--- Exercise tasks ---
(1) According to the post on serving WebP images, what Accept header does Chrome 30 report?
(2) Write the next part of the post on serving WebP images, picking up after its final sentence.

--- Page ---
--------------------------------

Serving WebP images

A few months ago I tried experimenting with WebP so to reduce the traffic on my blog without losing quality. At the end the results were negative and I decided instead to drop the backgrounds on my blog and replace them with some CSS to provide gradients, which was not a lossless change, but was definitely easier to load.

After the VideoLan Dev Days 2013 (of which I have to write some report soon, I went to speak with Pascal again, and he was telling me that the new version of Chrome finally fixed the HTTP accept header, so that finally it will prefer WebP to other image formats if present. I confirmed this, as Chrome 30 reports Accept: image/webp,*/*;q=0.8. The q= parameter is not needed for Apache actually, but it’s a good idea to have it there anyway.

Thanks to this change, and mod_negotiation’s MultiViews it’s possible to auto-select the format, between JPEG, PNG and WebP, for Chrome users. Indeed if you’re visiting my blog with Chrome 30 (not sure about 29), you’re going to be served mostly WebP images (the CC license logos are still provided as PNG because the lossless compression was worse, and the lossy one was not saving enough bytes to be worth it).

I started working on enabling this while waiting at Terminal 1 at CDG airport (this is the last time I’m flying Aer Lingus to Paris), and I was able to finish the thing before my flight boarded. What I did realize just before that, though, is that Apache would still prefer serving WebP, I’d venture a guess that it’s because it’s smaller in size. This is okay for Opera, Firefox and (obviously) Chrome, but not for Safari or IE.

--------------------------------

--- Data lines ---
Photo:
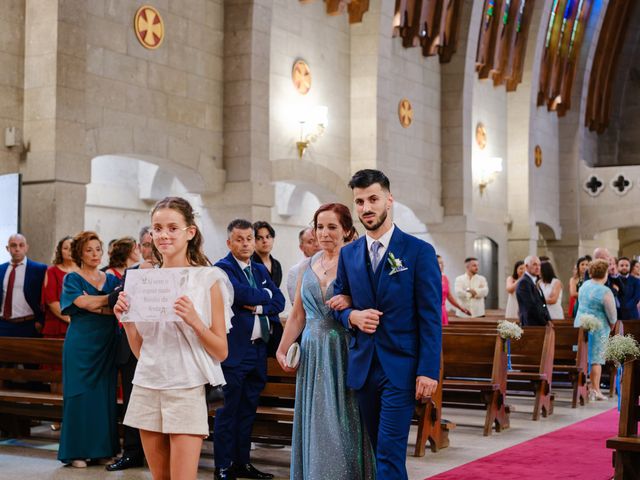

--------------------------------

--- Answers to each task ---
(1) Accept: image/webp,*/*;q=0.8

(2)
Of course if the other browsers were to actually report the formats they supported it would be all fine, but that’s not the case. In particular, Firefox actually prefers image/png to anything else (Apache will add a low q= value to any glob request, just to be on the safe side, which is why I said earlier that q= is not needed for it), so that even if I don’t make any more changes, Firefox will still prefer PNG to WebP (but won’t do anything for JPEG, so if the web server prefers WebP to JPEG, it’s going to be fine).

So how to provide WebP without breaking other browsers? One solution would be to use PageSpeed to compress the images on the fly to WebP when requested by a compatible browser, but that is a bit of overkill, and is hard to package right, and, most importantly, requires browser detection logic on the server, which is not very safe.

At the end I decided to go with a safer option: provide WebP only to Chrome users and not to users of other browsers, at least until they decide to fix their Accept headers. But how to do that? Well, I needed to check Apache’s source code, because documentation does not seem to explain that clearly and explicitly, but to decide which format to serve, Apache will multiply the q= parameter coming from the browser, or its implicit values (that make image/* and */* have a default value of less than 0.1) with the qs= parameter passed when declaring the type:

AddType image/jpeg .jpeg .jpg .jpe
AddType image/png .png
AddType image/webp;qs=0.9 .webp

By using the value 0.9 to webp, and leaving the default 1 to the other formats, I’m basically telling Apache that, all things equals (like if the browser is sending Accept: */*, Internet Explorer style), I prefer to provide PNG or JPEG to the users, rather than WebP. It will also prefer to serve JPEG to Firefox (which uses image/*). Chrome 30, on the other hand, explicitly prefers WebP over any other image format, and so Apache will calculate the preference as 1.0*0.9 for WebP and 0.8*1.0 for PNG and JPEG. I have not checked what Opera does, but it looks like all the browsers on my cellphone would support WebP but they don’t prefer it, so they won’t be served it either.

So right now WebP images for my blog are an exclusive of Chrome users; the win is relatively good, by halving the size of the Autotools Mythbuster cover on the right, and shaving off a few bytes from the top image for the links. There are definitely more interesting way to save bandwidth by re-compressing the images that I used around the blog (many of which, re-compressed, end up taking half the space), but that will have to wait for me to fix this bloody Typo as right now editing posts is failing.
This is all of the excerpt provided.